- **Brief**
How many lines in the entries below contain the word "prairie", matching case exactly? Reply with the number alone.

- **Data**
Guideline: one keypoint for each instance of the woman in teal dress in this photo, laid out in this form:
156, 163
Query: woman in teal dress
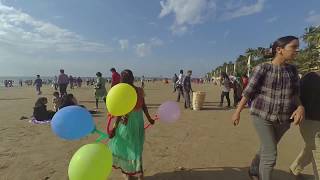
100, 89
127, 137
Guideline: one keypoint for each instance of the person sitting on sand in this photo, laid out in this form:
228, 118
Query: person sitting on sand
40, 112
68, 100
57, 100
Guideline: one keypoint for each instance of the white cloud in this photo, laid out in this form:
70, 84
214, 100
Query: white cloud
213, 42
313, 18
186, 12
272, 19
21, 31
124, 44
145, 48
192, 12
156, 41
243, 10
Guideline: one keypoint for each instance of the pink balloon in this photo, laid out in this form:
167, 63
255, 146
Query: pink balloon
169, 111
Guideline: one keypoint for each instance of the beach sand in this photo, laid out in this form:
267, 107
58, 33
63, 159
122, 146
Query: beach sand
202, 145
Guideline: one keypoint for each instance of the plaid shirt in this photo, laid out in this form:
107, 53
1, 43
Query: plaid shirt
273, 90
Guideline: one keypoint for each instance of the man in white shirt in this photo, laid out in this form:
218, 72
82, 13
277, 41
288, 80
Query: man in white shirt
179, 84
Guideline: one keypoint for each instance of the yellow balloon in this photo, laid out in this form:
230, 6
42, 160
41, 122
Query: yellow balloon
91, 161
121, 99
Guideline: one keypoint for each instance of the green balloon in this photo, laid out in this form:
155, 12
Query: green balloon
91, 162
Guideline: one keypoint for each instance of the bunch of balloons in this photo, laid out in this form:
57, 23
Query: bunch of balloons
91, 161
94, 161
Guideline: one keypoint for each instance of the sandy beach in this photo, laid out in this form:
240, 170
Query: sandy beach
202, 145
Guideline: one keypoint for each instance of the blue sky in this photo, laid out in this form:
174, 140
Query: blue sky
151, 37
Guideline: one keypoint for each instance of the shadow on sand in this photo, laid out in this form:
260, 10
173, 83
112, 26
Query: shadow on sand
218, 173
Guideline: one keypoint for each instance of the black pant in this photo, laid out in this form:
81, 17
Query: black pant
225, 94
63, 89
186, 99
236, 99
180, 93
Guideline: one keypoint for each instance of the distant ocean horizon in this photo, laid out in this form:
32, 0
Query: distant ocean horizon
16, 79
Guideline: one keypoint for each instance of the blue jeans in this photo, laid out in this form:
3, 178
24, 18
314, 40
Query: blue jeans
269, 134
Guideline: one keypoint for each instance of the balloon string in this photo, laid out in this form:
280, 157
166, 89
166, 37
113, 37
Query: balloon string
149, 125
109, 123
102, 135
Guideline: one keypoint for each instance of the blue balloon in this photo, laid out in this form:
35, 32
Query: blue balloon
72, 123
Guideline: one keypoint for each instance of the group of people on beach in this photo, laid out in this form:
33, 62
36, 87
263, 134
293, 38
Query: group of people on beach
182, 84
278, 99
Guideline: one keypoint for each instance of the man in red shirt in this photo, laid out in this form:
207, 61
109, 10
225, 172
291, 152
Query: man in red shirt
115, 77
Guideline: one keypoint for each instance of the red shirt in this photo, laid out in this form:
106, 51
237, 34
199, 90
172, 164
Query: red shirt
245, 82
115, 79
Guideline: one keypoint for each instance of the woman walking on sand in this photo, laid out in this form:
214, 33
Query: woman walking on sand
274, 89
127, 137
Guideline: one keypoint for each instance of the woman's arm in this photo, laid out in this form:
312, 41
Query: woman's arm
146, 112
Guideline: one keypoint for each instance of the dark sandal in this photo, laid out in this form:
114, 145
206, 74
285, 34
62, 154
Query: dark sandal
253, 176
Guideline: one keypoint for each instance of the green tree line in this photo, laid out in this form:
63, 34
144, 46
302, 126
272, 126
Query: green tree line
308, 58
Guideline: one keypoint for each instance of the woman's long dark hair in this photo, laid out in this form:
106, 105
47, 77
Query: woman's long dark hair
41, 102
281, 42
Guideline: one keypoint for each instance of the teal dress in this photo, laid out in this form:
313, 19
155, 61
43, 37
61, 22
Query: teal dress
100, 89
127, 144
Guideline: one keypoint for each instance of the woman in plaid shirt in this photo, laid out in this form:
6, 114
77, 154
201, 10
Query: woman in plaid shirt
274, 89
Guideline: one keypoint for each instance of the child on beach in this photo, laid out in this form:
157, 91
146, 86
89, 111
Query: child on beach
40, 112
100, 89
68, 100
57, 101
127, 137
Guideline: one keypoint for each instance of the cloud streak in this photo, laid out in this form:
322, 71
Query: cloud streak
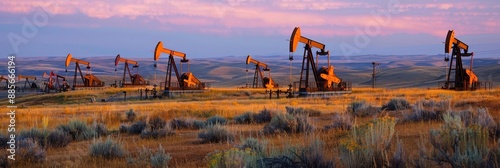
324, 17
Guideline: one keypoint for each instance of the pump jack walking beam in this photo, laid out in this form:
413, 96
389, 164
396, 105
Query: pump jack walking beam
465, 79
171, 63
258, 71
308, 59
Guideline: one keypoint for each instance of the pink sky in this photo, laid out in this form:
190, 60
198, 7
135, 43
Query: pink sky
261, 18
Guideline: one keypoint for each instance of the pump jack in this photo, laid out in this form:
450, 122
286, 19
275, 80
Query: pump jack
267, 82
89, 80
53, 82
27, 82
186, 81
324, 77
135, 79
465, 79
2, 78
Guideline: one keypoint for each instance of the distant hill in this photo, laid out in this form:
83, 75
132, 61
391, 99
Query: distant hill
395, 71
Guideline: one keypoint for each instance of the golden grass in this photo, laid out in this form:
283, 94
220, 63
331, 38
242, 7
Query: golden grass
185, 147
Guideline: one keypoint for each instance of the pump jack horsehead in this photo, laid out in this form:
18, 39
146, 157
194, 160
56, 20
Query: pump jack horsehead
53, 83
465, 79
186, 81
88, 80
267, 82
324, 77
135, 79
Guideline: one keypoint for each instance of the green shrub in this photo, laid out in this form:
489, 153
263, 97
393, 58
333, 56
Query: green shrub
216, 133
216, 120
58, 138
108, 149
397, 104
362, 109
288, 124
78, 130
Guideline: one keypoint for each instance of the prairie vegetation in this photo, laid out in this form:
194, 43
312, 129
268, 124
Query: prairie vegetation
238, 128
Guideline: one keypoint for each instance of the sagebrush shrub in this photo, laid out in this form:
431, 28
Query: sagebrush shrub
28, 150
108, 149
157, 133
100, 129
459, 145
123, 128
253, 144
302, 111
58, 138
264, 116
368, 145
309, 156
419, 112
183, 123
216, 133
156, 123
160, 159
137, 127
397, 104
78, 130
245, 118
362, 109
341, 121
131, 115
37, 135
234, 157
288, 124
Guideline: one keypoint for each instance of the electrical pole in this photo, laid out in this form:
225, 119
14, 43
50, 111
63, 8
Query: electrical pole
375, 64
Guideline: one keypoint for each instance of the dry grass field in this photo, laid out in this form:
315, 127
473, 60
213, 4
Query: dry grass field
342, 131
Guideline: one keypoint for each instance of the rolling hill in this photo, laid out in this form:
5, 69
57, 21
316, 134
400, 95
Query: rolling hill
395, 71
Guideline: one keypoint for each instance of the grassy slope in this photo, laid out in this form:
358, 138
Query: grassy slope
185, 147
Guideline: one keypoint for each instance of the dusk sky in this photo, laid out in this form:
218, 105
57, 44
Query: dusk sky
215, 28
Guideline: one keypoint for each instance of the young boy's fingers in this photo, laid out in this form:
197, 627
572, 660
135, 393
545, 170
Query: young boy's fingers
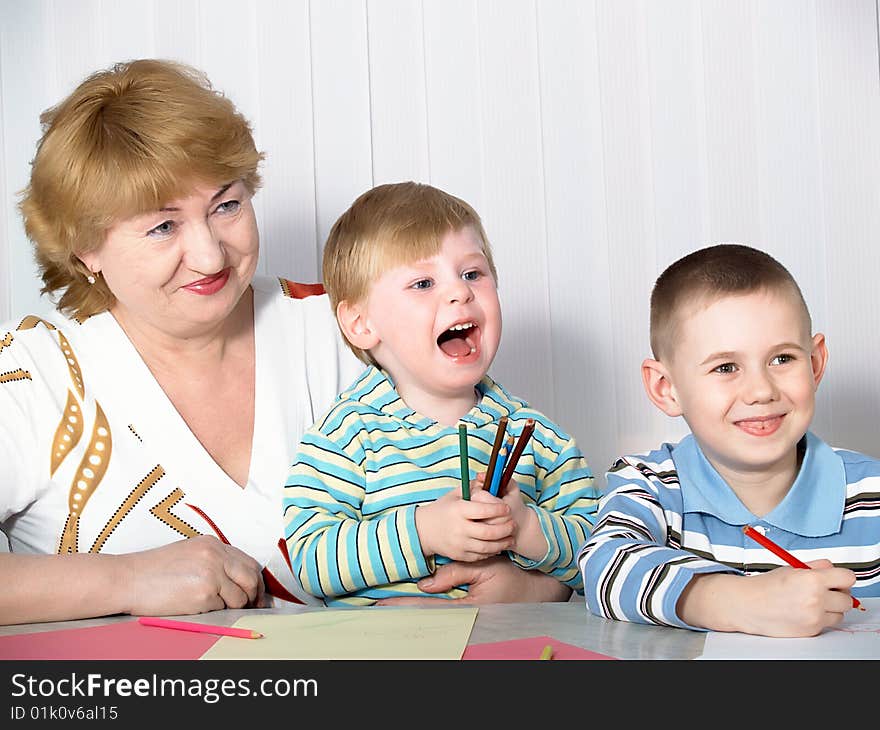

- **Full answer**
2